- _Tareas_
**A.** Indica si cada afirmación concuerda con el texto fuente y respalda cada sí o no con las palabras decisivas del texto, citadas textualmente: (i) Gerp hizo la muestra entre el 14 y el 17 de febrero. (ii) La calificación de gobierno "óptimo" subió del 5 al 10 por ciento. (iii) La encuesta se realizó a pedido del Jornal do Brasil.
**B.** Según el texto fuente, ¿qué función había tenido Waldomiro Diniz?
**C.** Copia del texto fuente el fragmento que comienza con "RIO DE JANEIRO" y continúa hasta "caso publicada ayer.", sustituyendo "Waldomiro Diniz" por "el funcionario".

- _Texto fuente_

○ ○ ○ ○

RIO DE JANEIRO | ANSA
Una encuesta reveló que aumentó entre el 8 y 18 por ciento la cantidad de brasileños que consideran "pésima" la gestión el presidente Lula da Silva, afectado por el escándalo de corrupción en que quedó involucrado un funcionario de su gobierno.
Desde que Waldomiro Diniz, ex articulador del gobierno en asuntos parlamentarios, fue mostrado en un video pidiendo dinero para la campaña del Partido de los Trabajadores (PT) en 2002, la imagen del presidente Lula comenzó a deteriorarse, sostuvo la primera encuesta sobre el caso publicada ayer.
Por pedido del Jornal do Brasil, la empresa encuestadora independiente Gerp efectuó una muestra entre el 14 y el 17 de febrero, donde afirma que subió de 8 a 18 por ciento la percepción de quienes consideran "pésima" la gestión del presidente.
Al mismo tiempo, la calificación de gobierno "óptimo" cayó del 10 al 5 por ciento, siempre según Gerp, que entrevistó a diversas capas sociales de la población de Río de Janeiro, uno de los principales bastiones del PT.

○ ○ ○ ○

- _Datos del ejercicio_

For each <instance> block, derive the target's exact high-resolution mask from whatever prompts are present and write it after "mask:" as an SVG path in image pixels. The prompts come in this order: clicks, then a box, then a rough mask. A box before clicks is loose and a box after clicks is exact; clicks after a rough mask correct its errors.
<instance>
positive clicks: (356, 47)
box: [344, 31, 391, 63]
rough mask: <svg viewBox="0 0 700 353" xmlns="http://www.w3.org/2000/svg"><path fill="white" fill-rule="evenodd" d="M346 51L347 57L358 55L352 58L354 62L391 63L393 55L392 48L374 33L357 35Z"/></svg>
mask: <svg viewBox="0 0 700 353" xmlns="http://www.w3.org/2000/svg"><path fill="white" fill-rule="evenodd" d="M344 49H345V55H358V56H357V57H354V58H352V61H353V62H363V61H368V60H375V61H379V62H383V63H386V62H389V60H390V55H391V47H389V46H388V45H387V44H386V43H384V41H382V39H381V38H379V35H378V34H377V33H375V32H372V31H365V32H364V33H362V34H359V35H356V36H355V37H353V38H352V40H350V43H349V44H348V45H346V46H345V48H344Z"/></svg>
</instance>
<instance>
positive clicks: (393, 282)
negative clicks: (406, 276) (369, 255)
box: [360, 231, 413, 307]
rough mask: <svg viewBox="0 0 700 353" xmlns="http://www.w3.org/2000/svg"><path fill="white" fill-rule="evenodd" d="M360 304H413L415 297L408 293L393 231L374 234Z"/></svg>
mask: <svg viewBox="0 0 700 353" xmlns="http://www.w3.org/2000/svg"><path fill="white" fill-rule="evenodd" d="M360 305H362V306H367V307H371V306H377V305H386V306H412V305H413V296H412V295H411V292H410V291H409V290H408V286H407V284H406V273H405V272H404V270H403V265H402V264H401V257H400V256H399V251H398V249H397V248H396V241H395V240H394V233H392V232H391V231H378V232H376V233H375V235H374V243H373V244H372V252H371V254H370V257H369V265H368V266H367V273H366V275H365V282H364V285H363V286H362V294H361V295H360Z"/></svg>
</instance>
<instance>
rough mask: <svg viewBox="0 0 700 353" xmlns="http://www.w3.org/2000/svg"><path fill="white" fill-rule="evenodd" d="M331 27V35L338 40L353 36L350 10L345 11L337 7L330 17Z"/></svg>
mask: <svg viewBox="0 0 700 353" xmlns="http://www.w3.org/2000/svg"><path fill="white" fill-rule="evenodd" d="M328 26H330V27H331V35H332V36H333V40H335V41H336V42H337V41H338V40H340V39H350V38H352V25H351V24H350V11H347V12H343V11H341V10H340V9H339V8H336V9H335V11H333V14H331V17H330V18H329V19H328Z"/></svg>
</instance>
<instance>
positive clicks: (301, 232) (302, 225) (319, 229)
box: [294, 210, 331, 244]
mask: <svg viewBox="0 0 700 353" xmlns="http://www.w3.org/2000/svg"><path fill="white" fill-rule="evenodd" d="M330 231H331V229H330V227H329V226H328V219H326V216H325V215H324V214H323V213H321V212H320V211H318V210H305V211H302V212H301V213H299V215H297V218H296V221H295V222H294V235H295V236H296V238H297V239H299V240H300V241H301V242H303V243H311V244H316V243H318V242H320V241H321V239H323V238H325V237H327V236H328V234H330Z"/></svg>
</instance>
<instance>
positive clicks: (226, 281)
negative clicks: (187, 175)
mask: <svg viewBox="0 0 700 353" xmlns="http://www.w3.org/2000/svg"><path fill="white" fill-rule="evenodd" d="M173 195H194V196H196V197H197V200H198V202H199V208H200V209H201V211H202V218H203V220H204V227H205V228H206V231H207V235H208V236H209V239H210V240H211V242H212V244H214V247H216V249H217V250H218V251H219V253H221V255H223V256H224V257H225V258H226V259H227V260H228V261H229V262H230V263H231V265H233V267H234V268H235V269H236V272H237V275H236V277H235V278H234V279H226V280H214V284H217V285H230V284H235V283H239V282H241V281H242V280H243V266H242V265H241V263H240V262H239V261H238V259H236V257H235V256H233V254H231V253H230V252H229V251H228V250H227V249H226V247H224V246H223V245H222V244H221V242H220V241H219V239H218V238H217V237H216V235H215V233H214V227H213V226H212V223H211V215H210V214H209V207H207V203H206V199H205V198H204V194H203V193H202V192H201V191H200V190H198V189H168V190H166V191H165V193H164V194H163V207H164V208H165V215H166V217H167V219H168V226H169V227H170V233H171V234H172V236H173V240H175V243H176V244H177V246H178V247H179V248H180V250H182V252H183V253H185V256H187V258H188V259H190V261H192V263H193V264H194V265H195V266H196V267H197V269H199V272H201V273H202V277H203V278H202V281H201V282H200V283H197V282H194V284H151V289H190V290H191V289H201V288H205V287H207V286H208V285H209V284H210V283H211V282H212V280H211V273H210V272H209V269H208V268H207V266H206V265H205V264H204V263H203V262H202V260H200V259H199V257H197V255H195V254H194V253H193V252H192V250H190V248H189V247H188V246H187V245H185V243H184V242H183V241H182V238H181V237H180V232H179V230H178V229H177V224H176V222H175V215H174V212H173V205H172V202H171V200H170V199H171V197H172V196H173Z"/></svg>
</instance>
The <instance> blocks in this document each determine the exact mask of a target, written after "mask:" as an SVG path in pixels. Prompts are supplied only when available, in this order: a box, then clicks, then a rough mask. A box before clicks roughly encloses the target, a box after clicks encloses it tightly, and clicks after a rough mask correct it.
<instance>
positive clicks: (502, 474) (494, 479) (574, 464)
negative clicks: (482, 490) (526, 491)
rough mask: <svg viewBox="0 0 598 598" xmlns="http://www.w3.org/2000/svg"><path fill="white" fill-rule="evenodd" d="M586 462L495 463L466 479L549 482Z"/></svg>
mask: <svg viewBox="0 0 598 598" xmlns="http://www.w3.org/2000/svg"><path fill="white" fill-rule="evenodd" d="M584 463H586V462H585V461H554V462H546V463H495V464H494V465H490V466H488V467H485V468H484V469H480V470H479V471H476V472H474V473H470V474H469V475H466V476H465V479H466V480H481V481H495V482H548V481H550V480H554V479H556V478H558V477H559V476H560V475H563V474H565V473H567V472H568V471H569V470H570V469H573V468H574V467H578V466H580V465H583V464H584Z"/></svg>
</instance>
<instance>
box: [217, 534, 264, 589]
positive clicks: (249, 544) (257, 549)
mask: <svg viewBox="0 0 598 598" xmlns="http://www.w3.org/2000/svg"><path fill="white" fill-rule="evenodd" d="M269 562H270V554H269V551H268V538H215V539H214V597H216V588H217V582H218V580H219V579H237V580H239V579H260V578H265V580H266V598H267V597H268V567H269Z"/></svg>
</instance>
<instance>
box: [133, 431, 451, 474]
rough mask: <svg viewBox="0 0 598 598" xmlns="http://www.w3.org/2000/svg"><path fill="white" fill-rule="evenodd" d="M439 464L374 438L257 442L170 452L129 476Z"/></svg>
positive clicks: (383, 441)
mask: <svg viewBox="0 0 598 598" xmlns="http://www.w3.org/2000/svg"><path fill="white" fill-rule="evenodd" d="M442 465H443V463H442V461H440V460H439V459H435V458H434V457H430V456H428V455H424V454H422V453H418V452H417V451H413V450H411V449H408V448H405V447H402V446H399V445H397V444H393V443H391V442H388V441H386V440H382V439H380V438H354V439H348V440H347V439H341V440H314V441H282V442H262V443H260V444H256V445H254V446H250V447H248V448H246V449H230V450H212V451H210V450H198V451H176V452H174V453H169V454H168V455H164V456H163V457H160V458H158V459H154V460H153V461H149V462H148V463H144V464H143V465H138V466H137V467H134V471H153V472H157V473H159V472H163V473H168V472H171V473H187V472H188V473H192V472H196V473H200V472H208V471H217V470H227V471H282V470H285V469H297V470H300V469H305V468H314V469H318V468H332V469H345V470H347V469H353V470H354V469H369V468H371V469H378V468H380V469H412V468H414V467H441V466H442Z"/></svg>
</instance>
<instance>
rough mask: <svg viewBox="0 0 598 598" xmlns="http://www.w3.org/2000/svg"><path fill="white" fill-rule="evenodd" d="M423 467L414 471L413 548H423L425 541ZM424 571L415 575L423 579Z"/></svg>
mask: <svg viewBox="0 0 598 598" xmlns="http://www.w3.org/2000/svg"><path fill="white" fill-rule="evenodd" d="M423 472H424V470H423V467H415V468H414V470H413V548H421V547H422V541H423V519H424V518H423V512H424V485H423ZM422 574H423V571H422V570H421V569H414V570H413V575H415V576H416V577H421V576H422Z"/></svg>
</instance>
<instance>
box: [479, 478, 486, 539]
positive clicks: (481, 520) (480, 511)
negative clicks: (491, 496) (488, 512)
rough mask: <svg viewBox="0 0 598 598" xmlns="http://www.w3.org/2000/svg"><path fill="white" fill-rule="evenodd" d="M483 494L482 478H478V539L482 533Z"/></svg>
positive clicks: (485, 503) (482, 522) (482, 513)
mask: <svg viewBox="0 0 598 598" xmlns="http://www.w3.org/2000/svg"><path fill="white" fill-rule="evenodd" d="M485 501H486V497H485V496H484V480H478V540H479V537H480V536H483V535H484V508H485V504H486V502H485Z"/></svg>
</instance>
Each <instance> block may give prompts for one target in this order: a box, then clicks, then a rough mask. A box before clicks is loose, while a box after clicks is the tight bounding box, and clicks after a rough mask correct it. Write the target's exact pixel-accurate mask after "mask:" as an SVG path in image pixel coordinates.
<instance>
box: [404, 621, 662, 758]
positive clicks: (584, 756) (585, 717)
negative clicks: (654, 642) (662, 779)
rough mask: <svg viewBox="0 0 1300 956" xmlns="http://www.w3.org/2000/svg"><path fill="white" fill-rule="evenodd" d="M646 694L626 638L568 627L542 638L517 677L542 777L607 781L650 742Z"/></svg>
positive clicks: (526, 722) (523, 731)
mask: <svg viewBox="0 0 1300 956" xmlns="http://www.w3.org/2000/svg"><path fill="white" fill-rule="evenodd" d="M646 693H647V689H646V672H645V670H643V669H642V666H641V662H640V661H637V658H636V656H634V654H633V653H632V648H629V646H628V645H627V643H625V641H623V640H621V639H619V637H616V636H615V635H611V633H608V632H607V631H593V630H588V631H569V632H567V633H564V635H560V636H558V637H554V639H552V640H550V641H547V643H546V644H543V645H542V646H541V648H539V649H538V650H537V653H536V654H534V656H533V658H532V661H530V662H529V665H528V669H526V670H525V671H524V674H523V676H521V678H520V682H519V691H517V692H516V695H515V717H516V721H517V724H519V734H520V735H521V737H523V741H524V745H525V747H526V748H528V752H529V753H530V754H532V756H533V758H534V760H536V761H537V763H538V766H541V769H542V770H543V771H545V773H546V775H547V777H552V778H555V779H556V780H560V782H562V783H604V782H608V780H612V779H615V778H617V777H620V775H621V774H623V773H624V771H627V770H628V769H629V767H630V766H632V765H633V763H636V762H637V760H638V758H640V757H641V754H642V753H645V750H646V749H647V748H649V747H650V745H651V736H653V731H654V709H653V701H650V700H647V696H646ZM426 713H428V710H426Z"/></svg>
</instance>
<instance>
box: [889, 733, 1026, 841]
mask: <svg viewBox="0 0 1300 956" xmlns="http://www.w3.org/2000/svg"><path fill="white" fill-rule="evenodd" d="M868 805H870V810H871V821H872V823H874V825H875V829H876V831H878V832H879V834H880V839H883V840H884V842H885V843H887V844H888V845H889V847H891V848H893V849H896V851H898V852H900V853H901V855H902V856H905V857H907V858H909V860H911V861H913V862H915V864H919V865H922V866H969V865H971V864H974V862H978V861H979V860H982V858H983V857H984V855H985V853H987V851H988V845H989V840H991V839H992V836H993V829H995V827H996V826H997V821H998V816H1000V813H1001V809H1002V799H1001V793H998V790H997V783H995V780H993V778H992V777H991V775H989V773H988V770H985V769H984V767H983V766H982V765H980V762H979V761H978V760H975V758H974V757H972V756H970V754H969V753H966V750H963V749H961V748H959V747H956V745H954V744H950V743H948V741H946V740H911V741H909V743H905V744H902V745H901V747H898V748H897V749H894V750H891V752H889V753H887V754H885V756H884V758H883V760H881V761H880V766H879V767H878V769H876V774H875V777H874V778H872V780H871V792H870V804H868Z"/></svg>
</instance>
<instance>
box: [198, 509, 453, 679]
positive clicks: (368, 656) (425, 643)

○ ○ ○ ○

- _Respuestas_
**A.**
(i) Sí: "efectuó una muestra entre el 14 y el 17 de febrero".
(ii) No: "cayó del 10 al 5 por ciento".
(iii) Sí: "Por pedido del Jornal do Brasil".

**B.** Había sido articulador del gobierno en asuntos parlamentarios.

**C.**
RIO DE JANEIRO | ANSA
Una encuesta reveló que aumentó entre el 8 y 18 por ciento la cantidad de brasileños que consideran "pésima" la gestión el presidente Lula da Silva, afectado por el escándalo de corrupción en que quedó involucrado un funcionario de su gobierno.
Desde que el funcionario, ex articulador del gobierno en asuntos parlamentarios, fue mostrado en un video pidiendo dinero para la campaña del Partido de los Trabajadores (PT) en 2002, la imagen del presidente Lula comenzó a deteriorarse, sostuvo la primera encuesta sobre el caso publicada ayer.